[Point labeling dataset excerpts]

START

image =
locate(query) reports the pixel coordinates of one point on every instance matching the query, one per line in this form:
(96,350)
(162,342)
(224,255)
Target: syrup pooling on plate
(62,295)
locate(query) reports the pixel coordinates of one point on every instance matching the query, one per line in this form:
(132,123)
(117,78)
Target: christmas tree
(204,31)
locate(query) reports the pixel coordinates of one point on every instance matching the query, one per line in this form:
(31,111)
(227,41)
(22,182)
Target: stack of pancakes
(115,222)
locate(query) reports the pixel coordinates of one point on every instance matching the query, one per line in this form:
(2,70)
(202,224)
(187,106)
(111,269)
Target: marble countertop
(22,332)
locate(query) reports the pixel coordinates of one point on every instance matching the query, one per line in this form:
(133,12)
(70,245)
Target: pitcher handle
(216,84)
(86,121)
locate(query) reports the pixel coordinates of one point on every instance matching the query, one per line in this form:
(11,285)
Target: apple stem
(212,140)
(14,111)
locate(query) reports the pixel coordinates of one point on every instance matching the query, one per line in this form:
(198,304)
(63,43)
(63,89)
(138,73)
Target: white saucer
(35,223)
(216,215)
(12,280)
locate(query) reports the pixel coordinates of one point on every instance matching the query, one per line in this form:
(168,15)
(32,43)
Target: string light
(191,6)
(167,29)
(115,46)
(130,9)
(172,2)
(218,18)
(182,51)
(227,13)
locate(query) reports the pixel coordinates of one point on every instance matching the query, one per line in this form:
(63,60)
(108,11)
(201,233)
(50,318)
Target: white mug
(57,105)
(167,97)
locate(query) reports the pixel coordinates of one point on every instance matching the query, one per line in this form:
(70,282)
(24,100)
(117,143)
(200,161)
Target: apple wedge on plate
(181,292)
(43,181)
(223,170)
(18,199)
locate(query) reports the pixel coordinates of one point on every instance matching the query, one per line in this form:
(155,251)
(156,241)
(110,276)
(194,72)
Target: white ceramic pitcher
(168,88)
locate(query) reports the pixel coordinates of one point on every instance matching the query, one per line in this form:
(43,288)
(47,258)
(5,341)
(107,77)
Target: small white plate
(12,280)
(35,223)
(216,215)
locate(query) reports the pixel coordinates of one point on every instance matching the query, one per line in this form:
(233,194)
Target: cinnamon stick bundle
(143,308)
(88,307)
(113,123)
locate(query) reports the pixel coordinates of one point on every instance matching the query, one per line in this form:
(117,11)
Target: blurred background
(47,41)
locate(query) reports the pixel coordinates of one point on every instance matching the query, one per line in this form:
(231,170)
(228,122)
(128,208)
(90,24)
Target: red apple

END

## Task details
Please pick out every line in the items above that contains the word "white". Case counts, so only matches with the same capitalization qualify.

## Problem solution
Target: white saucer
Target: white mug
Target: white ceramic pitcher
Target: small white plate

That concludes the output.